** YOUR TASK **
Please set out the part of the rows below, from the line containing "Practice step: put a point on each instance of the blue" through the last row, as a numbered list, leaving out blank lines.

** Rows from a dataset **
- - - - -
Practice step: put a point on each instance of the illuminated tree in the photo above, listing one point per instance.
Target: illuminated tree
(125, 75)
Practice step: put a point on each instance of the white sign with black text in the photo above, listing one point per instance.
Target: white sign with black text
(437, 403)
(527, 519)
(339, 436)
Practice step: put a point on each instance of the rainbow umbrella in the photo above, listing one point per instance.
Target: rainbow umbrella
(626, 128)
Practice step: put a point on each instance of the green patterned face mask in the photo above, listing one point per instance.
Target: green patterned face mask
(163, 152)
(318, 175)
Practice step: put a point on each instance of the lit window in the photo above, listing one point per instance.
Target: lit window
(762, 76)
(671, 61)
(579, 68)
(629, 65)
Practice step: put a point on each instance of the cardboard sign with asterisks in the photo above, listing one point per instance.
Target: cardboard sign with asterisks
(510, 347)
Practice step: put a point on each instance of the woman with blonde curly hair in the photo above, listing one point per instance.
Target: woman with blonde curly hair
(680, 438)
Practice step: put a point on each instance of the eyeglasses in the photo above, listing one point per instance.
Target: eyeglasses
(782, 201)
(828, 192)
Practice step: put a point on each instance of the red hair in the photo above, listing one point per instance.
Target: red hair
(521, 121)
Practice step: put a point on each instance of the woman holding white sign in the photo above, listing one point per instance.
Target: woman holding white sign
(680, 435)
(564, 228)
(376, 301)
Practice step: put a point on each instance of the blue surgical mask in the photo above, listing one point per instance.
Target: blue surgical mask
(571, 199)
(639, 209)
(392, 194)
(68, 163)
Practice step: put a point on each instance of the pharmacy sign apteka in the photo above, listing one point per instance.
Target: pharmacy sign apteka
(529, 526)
- - - - -
** EXERCISE RESPONSE **
1. Practice step: put a point on each instance of the blue surgical mask in the photo above, listing one point per instance.
2. Target: blue surgical mask
3. (571, 199)
4. (639, 209)
5. (392, 194)
6. (68, 163)
7. Practice step: put a point on each instance of the pharmacy sign apteka in the photo above, listing one point per instance.
8. Target: pharmacy sign apteka
9. (529, 526)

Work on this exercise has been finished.